--- Start of TEXT TO READ ---

Toi Hutchinson (born May 20, 1973) is an American politician who served as a member of the Illinois Senate from 2009 to 2019, representing the 40th District. The 40th district includes all or parts of Bradley, Bourbonnais, Chicago Heights, Flossmoor, Homewood, Hopkins Park, Kankakee, Olympia Fields, Peotone and University Park. Prior to her service in the Illinois Senate, Hutchinson was City Clerk for the Village of Olympia Fields, Illinois.

Early life and education
At nine years old, Hutchinson moved to Country Club Hills, Illinois, where she was raised by her mother and maternal grandparents. She attended Infant Jesus of Prague elementary school in Flossmoor, and Rich Central High School in Olympia Fields. At the University of Illinois at Champaign-Urbana, she earned a Bachelor of Arts degree, majoring in English and minoring in psychology. Hutchinson returned to her old high school as an English teacher. She graduated from Northern Illinois University's College of Law in 2014.

Career 
Hutchinson has worked on behalf of the State Alliance of YMCAs and for the Chicago Southland Chamber of Commerce's Government Affairs Council. In 2004, she became an Executive Management Fellow in the Women and Leadership program created by Harvard University's Kennedy School of Government. That same year, Hutchinson ran unsuccessfully for Supervisor of Bloom Township. The day after that election, she accepted a position on the staff of Debbie Halvorson. Hutchinson eventually became Halvorson's Chief of Staff.

--- End of TEXT TO READ ---
--- Start of SOURCE EXCERPT ---

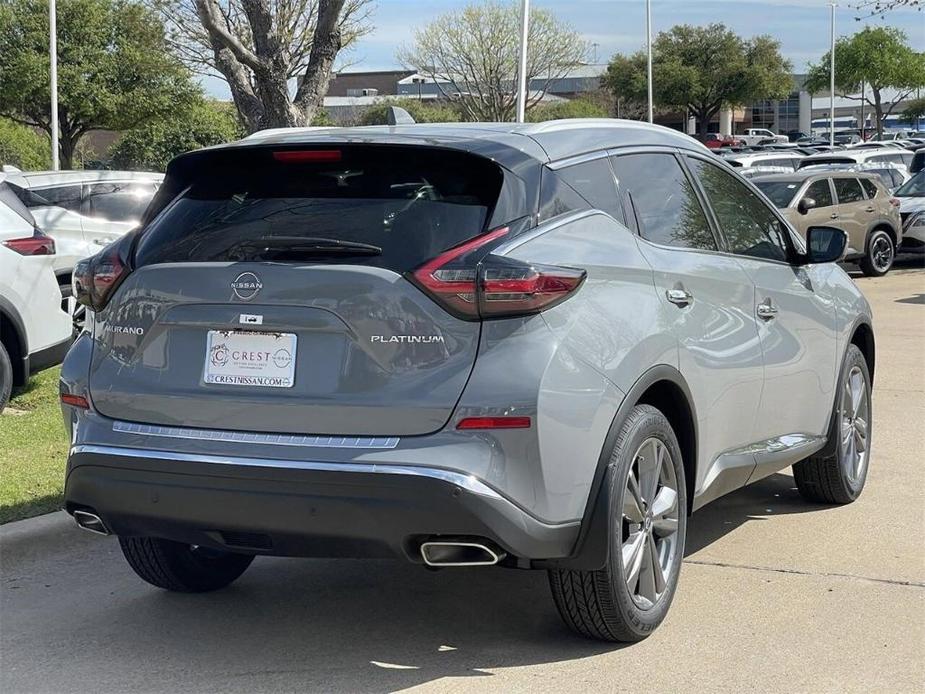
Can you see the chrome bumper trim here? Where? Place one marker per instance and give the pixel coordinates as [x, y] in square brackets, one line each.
[467, 482]
[379, 442]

--- End of SOURCE EXCERPT ---

### PROBLEMS
a. Please quote the Toi Hutchinson biography word for word, everything from "Early life and" down to "Law in 2014.".
b. Answer these questions using the Toi Hutchinson biography:
(i) On what date was Hutchinson born?
(ii) Which high school did she attend?
(iii) In what year did she become an Executive Management Fellow in the Women and Leadership program?

### SOLUTION LIST
a.
Early life and education
At nine years old, Hutchinson moved to Country Club Hills, Illinois, where she was raised by her mother and maternal grandparents. She attended Infant Jesus of Prague elementary school in Flossmoor, and Rich Central High School in Olympia Fields. At the University of Illinois at Champaign-Urbana, she earned a Bachelor of Arts degree, majoring in English and minoring in psychology. Hutchinson returned to her old high school as an English teacher. She graduated from Northern Illinois University's College of Law in 2014.

b.
(i) May 20, 1973
(ii) Rich Central High School in Olympia Fields
(iii) 2004